=== Text to read ===
Friday, December 19, 2025

The Most Memorable Composer Christmases: Mahler, Rachmaninoff, and More

by Emily E. Hogsta

The great composers also experienced a wide variety of Christmas celebrations. Today, we’re looking at five memorable Christmases from the lives of five great composers. (Read Part 1 here: The Most Memorable Composer Christmases: Chopin, Schumann, and More)

Mahler’s Devastating Breakup – 1884

Gustav Mahler

Gustav Mahler

In mid-1883, 23-year-old Gustav Mahler took a job conducting opera at the Königliches Theater in Kassel, Germany.

While there, he began working with 25-year-old coloratura soprano Johanna Richter and fell in love with her. It was his first intense love affair.

We are not sure if Richter reciprocated Mahler’s feelings quite as intensely; only one letter from her survives.

In 1884, he began composing for her, writing lyrics based on folksongs and setting them to music. He called the resulting song cycle Lieder eines fahrenden Gesellen, or Songs of a Wayfarer. His December 1884 was absorbed by the project.

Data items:

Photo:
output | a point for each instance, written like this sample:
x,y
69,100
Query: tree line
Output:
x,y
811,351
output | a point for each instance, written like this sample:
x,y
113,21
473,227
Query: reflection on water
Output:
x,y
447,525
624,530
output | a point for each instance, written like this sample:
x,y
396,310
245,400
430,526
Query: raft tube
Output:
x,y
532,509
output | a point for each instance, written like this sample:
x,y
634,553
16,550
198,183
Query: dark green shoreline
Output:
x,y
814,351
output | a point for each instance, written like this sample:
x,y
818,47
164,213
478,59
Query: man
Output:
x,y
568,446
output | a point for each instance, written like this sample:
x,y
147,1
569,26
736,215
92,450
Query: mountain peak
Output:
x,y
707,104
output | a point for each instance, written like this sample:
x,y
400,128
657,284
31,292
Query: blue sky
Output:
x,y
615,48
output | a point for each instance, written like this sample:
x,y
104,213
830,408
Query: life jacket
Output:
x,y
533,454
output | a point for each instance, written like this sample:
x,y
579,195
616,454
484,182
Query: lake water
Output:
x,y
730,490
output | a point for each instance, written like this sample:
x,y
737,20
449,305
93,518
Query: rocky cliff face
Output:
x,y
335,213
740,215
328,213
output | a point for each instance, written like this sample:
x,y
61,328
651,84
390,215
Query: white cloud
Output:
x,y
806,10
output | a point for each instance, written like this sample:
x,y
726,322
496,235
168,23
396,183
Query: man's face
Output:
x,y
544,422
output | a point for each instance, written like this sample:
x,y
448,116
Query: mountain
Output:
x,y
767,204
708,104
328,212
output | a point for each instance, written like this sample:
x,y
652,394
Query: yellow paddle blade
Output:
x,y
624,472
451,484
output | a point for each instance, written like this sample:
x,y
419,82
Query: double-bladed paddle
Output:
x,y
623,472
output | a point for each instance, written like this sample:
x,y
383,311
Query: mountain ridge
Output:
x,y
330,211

=== Set task A ===
Reproduce word for word the stretch of the composer Christmas article from "While there, he" through "from her survives.".
=== Set task B ===
Collect every line of the listing that contains the word "face".
The composer Christmas article and the listing have no connection to each other.

=== Reply A ===
While there, he began working with 25-year-old coloratura soprano Johanna Richter and fell in love with her. It was his first intense love affair.

We are not sure if Richter reciprocated Mahler’s feelings quite as intensely; only one letter from her survives.

=== Reply B ===
Query: rocky cliff face
Query: man's face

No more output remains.